▸ Task to carry out: Write out the material exactly, without any of its pictures.

▸ Task input:
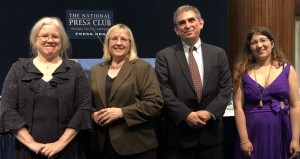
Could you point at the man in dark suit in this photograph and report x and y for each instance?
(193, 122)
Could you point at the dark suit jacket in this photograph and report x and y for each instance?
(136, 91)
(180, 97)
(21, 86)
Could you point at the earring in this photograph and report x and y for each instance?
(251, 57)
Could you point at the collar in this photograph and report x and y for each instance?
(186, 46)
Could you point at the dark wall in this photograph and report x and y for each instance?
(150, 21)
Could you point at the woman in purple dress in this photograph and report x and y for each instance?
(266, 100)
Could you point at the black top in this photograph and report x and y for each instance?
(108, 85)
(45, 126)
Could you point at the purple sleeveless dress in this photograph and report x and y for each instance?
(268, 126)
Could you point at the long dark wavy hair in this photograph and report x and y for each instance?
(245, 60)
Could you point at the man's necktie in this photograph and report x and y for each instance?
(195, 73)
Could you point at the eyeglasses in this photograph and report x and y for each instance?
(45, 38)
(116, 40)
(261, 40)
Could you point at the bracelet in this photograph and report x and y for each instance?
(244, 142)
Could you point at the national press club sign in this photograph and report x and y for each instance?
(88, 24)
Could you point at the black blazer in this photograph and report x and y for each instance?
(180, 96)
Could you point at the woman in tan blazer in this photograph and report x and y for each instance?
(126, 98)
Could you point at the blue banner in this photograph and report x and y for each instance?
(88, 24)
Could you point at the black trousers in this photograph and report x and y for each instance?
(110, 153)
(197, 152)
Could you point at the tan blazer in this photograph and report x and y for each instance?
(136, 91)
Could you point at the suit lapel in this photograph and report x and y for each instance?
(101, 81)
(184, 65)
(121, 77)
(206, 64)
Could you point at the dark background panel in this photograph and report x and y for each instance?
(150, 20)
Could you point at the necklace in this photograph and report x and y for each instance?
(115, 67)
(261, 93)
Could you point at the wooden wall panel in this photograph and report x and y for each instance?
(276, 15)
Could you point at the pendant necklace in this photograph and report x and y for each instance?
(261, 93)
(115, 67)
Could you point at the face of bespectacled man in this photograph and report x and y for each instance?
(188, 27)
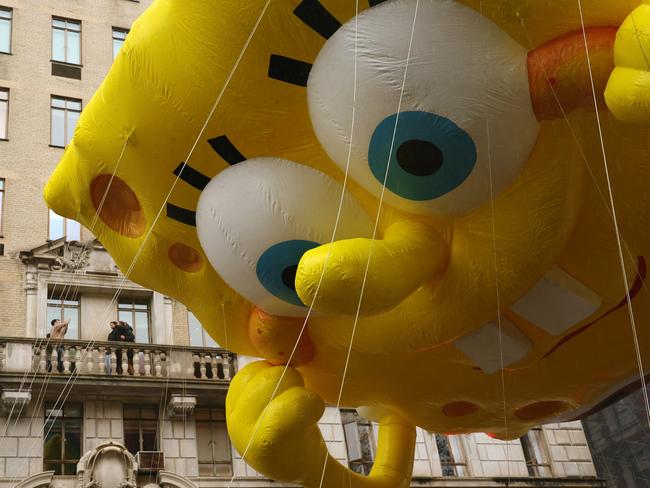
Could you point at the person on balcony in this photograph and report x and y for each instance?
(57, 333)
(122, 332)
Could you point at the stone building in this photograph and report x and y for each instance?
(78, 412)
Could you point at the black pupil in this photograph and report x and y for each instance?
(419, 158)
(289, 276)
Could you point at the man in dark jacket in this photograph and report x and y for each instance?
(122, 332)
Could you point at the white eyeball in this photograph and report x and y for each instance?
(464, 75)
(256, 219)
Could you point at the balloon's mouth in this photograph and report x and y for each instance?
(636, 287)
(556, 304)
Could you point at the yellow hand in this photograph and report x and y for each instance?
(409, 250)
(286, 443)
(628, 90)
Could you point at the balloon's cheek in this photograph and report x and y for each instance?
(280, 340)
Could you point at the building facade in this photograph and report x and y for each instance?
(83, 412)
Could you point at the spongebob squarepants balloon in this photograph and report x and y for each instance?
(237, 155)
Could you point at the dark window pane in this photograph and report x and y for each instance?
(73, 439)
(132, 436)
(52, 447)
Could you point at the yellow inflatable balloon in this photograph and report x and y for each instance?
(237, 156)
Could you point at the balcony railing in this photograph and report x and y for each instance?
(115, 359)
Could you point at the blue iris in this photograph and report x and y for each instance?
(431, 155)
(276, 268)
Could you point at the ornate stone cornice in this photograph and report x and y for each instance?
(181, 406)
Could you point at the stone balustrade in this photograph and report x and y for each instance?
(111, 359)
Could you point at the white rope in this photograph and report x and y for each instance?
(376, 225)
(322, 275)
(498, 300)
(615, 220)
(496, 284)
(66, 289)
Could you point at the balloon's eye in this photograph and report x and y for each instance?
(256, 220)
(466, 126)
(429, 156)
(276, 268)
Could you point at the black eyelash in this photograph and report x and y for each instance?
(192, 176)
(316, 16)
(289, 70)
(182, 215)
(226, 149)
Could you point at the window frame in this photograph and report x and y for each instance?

▸ The reply:
Could you point at the man in dark suit in this photograph and report x and y for each instance?
(193, 122)
Could you point at the dark suit jacket in this photograph and report x and y for each instance?
(136, 91)
(180, 97)
(21, 86)
Could you point at the earring in this photograph and report x and y for each instance?
(251, 57)
Could you point at the collar in this photograph and report x and y for each instance?
(186, 46)
Could you point at the dark wall in this photograph and report x and y for each instance?
(150, 21)
Could you point at the woman in purple dress in this photograph and report x and y for each instance?
(266, 100)
Could you point at the black top in this photograph and report x and y for each instance?
(108, 85)
(45, 126)
Could you point at the purple sleeveless dress in this photograph and report x and y for each instance?
(268, 126)
Could you point at the long dark wavy hair in this photograph and report x and y for each instance?
(245, 60)
Could you point at the man's necktie in this photograph and report x and y for each instance?
(195, 73)
Could you point at the eyeglasses in this photograph and report x and y for each instance?
(45, 38)
(116, 40)
(261, 40)
Could you point at the bracelet in this photograph and report x and y for each instance?
(244, 142)
Could you point at the national press club sign in this photograph and report x and y for each instance?
(88, 24)
Could you point at the black blazer in this photograph and report x and y for each instance?
(180, 96)
Could you point at the woman in tan blazer in this photograph and report x and y for each instance?
(126, 98)
Could you point at the blue banner in this photograph and report x and y for each instance?
(88, 24)
Could you point at the black trousers in this photograph and report x and y for each instance?
(110, 153)
(197, 152)
Could you point at the tan blazer in this photograph and report x and y for each instance?
(136, 91)
Could you point at the suit lapel in this photograph and report x and y for each instance?
(101, 81)
(184, 65)
(121, 77)
(206, 64)
Could you point at the dark background panel in this photograph and report x and y for each instance?
(150, 20)
Could you point at the necklace in this photograph and report x and y for each instance?
(115, 67)
(261, 93)
Could you point at the wooden wall panel in this photograph and report x and y for each instance?
(276, 15)
Could you point at the pendant necklace in this photograph and report x and y for each instance?
(261, 93)
(115, 67)
Could you point at the face of bespectacled man in this photograph and report x and y for each instance?
(188, 27)
Could you point at the person on balcony in this photograph and report x and y for each instance?
(57, 333)
(122, 332)
Could you point at the stone building in this photograph and report x and y for each instance?
(78, 412)
Could you point at the black pupil in this photograph and report x and y for each instance?
(419, 158)
(289, 276)
Could you point at the man in dark jacket in this photograph and report x and y for each instance?
(122, 332)
Could you point at the white eyeball in this photograph and report x and y for each instance?
(464, 75)
(256, 219)
Could you point at the balloon's mouth in this photograph and report x and y for each instance?
(636, 287)
(556, 304)
Could you point at the yellow hand in this photograph and report x and y for each instance?
(409, 250)
(286, 443)
(628, 90)
Could you point at the balloon's cheek in this photograph and report x and y for each instance?
(280, 340)
Could you point at the building facade in this photograph and report x and y for each instance?
(83, 412)
Could you point at the spongebob squarepants balloon in this photograph and report x and y for each instance?
(237, 155)
Could you point at the dark window pane in this photograph and report x and y for each instance?
(73, 439)
(132, 436)
(52, 447)
Could you point at the yellow inflatable balloon in this photograph and report x and y for each instance?
(237, 156)
Could you point at the balcony railing in this photograph and report x and y for each instance?
(115, 359)
Could you point at the blue iris in this photograph and report x and y for each instance?
(431, 155)
(276, 268)
Could you point at the ornate stone cornice in this photograph and report x and y for each instance?
(181, 406)
Could you point at the stone balustrade in this photograph and report x and y for each instance?
(111, 359)
Could you point at the white rope in this photograph and report x and y for each instance?
(376, 225)
(322, 275)
(498, 300)
(615, 220)
(496, 284)
(66, 289)
Could you point at the balloon's eye in this photograph and report x and y for each instance?
(256, 220)
(466, 126)
(429, 156)
(276, 268)
Could you point at the black eyelash in this photograph and report x and y for each instance?
(192, 176)
(316, 16)
(289, 70)
(182, 215)
(226, 149)
Could you point at the window frame in this photograph and report x and y for each instance?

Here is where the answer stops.